> _Listing_
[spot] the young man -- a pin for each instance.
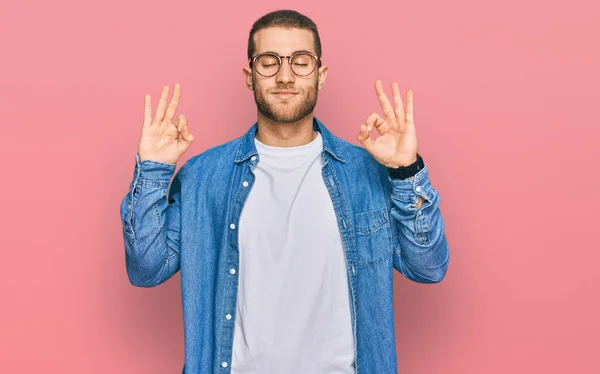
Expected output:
(286, 237)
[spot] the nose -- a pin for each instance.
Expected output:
(285, 73)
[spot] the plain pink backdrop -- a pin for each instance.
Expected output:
(506, 108)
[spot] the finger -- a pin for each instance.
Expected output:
(364, 138)
(174, 103)
(147, 110)
(378, 122)
(386, 106)
(398, 106)
(162, 105)
(410, 106)
(186, 135)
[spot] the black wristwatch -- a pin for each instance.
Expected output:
(407, 171)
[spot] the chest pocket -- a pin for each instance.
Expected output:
(373, 236)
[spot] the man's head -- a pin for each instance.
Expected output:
(285, 95)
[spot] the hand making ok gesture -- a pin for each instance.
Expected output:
(397, 144)
(164, 138)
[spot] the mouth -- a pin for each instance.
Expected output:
(284, 94)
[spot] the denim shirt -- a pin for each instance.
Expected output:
(194, 229)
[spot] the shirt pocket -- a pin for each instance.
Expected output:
(373, 237)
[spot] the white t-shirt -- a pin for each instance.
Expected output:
(293, 307)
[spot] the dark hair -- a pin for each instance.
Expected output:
(284, 18)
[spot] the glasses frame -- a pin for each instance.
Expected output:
(317, 59)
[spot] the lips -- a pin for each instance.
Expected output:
(284, 94)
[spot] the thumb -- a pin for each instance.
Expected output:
(186, 136)
(365, 138)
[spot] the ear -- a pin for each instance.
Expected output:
(322, 76)
(248, 75)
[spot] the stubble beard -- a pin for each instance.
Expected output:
(284, 112)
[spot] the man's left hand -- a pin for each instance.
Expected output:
(397, 144)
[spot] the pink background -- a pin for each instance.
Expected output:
(506, 106)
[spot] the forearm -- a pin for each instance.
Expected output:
(421, 250)
(150, 224)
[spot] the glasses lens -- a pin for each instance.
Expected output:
(267, 65)
(303, 63)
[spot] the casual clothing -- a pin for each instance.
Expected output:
(200, 228)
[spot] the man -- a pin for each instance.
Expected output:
(286, 237)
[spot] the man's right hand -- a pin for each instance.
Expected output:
(164, 139)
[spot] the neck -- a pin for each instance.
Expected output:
(279, 134)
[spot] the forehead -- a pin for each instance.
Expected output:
(283, 41)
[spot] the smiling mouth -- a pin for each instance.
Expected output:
(284, 94)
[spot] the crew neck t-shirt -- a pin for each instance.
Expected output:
(293, 306)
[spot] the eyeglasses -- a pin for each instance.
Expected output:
(268, 64)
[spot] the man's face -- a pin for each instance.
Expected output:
(301, 91)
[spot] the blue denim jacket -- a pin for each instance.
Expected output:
(195, 230)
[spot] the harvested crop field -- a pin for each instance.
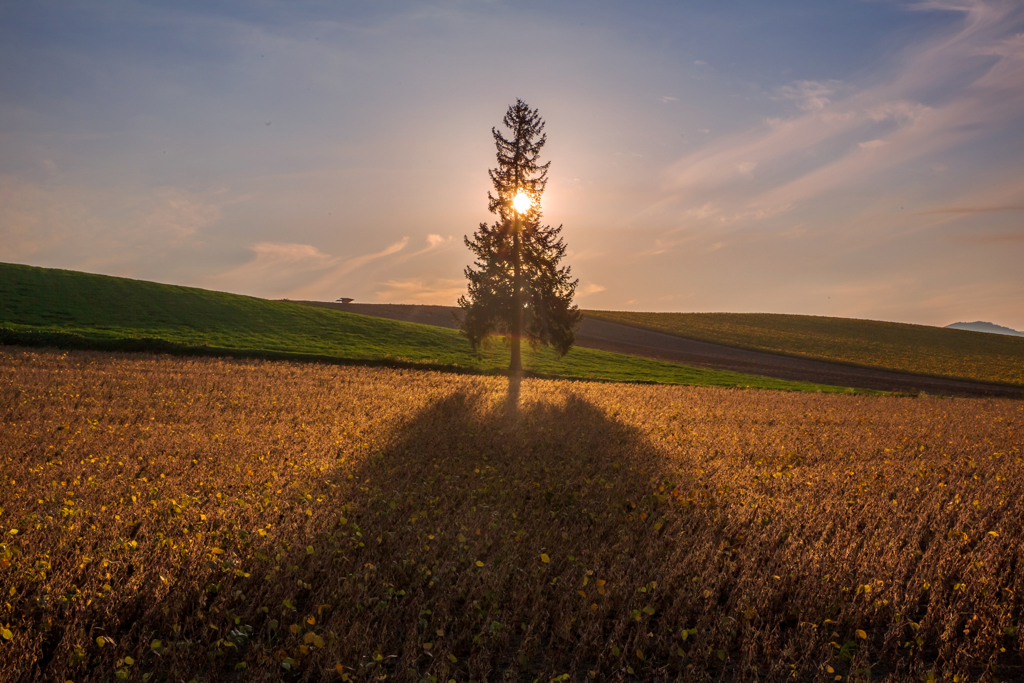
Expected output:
(176, 519)
(610, 334)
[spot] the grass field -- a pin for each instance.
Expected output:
(66, 308)
(173, 519)
(908, 348)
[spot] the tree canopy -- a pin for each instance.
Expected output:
(516, 286)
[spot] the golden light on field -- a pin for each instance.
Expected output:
(521, 202)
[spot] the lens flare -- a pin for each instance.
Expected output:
(521, 202)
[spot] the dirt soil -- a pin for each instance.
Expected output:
(625, 339)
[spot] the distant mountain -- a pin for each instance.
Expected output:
(985, 327)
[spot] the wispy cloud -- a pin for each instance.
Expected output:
(328, 285)
(296, 270)
(433, 243)
(939, 97)
(440, 292)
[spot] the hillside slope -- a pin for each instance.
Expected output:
(67, 308)
(607, 336)
(906, 348)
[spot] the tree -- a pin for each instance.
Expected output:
(516, 287)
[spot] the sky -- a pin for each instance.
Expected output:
(857, 159)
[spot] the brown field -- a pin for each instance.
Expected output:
(203, 519)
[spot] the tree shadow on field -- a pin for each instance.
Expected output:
(485, 541)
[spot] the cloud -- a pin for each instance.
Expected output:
(433, 242)
(328, 284)
(440, 292)
(977, 209)
(274, 269)
(810, 95)
(816, 153)
(295, 270)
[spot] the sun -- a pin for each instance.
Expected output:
(521, 202)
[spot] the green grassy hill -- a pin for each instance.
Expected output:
(908, 348)
(67, 308)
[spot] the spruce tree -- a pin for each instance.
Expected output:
(516, 287)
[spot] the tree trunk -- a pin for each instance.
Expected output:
(515, 364)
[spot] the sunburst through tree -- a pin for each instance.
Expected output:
(516, 286)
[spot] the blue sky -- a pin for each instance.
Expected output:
(854, 159)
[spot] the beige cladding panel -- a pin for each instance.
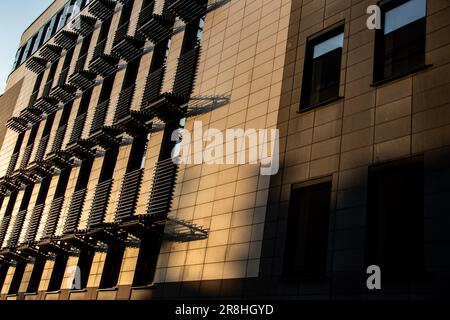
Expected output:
(12, 222)
(28, 217)
(8, 280)
(90, 192)
(118, 178)
(46, 210)
(66, 204)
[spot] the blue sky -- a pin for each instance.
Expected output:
(15, 17)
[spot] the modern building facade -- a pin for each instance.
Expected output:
(93, 207)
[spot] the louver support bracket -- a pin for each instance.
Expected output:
(188, 10)
(154, 27)
(125, 46)
(102, 63)
(37, 65)
(102, 9)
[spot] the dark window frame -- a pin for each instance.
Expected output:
(379, 78)
(315, 265)
(306, 92)
(377, 235)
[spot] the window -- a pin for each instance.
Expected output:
(307, 234)
(400, 44)
(58, 271)
(395, 219)
(322, 70)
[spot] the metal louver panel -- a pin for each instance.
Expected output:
(59, 138)
(99, 117)
(124, 103)
(12, 164)
(12, 241)
(34, 223)
(77, 129)
(53, 217)
(153, 86)
(75, 208)
(26, 156)
(186, 72)
(128, 195)
(41, 149)
(163, 188)
(4, 228)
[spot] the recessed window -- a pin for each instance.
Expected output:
(307, 234)
(400, 44)
(395, 221)
(322, 70)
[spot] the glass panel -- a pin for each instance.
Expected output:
(404, 14)
(328, 45)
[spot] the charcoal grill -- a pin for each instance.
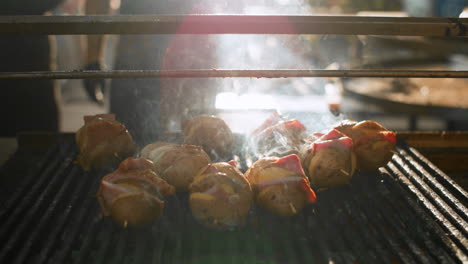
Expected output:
(408, 212)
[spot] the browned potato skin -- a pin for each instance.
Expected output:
(210, 132)
(220, 196)
(281, 199)
(329, 167)
(371, 150)
(103, 141)
(131, 195)
(177, 164)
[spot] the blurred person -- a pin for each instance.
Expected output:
(27, 105)
(151, 106)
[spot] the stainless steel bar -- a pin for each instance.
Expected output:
(233, 24)
(214, 73)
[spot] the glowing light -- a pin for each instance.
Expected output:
(246, 101)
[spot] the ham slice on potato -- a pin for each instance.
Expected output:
(373, 144)
(280, 185)
(177, 164)
(102, 141)
(220, 196)
(132, 194)
(328, 159)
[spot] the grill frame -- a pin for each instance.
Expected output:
(349, 223)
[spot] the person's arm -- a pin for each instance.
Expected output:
(95, 51)
(96, 43)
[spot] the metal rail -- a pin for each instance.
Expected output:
(214, 73)
(234, 24)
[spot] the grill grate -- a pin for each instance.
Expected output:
(410, 212)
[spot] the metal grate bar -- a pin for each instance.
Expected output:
(218, 73)
(391, 221)
(433, 197)
(452, 187)
(72, 187)
(413, 206)
(397, 204)
(435, 186)
(433, 211)
(233, 24)
(29, 182)
(378, 218)
(389, 240)
(30, 205)
(81, 220)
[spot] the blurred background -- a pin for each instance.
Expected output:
(397, 103)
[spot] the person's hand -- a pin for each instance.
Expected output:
(95, 87)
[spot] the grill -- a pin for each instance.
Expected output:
(409, 212)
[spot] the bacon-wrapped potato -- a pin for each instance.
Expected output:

> _Work required_
Using the material above, reproduce exactly the line that contains "[spot] the glowing" and all lines after it through the last one, and only those.

> _In response_
[spot] the glowing light -- a pin for each instance.
Expected output:
(246, 101)
[spot] the ham slice on potato -- a pin for each instance.
Expected output:
(373, 144)
(280, 185)
(177, 164)
(102, 141)
(220, 196)
(132, 194)
(328, 159)
[spot] the grill frame -- a pin for each instance.
Expected output:
(349, 223)
[spot] the person's arm -- a pin for each instance.
Expected output:
(95, 51)
(96, 43)
[spot] the metal rail -- a pin for each instance.
Expected output:
(214, 73)
(234, 24)
[spot] the grill grate -- a pin for each instance.
Expected output:
(410, 212)
[spot] the metal grate bar -- a pin for each instance.
Expected output:
(218, 73)
(391, 221)
(433, 197)
(452, 187)
(72, 187)
(413, 206)
(397, 204)
(435, 186)
(433, 211)
(233, 24)
(29, 182)
(378, 218)
(389, 240)
(30, 205)
(81, 220)
[spot] the blurred background -- a pin for each instance.
Expected output:
(397, 103)
[spot] the person's hand -- a pin for each instance.
Expected output:
(95, 87)
[spot] the grill -- a pin for each instance.
Expected output:
(409, 212)
[spot] the bacon-wrapped potato -- a pin for each instance.
Expected output:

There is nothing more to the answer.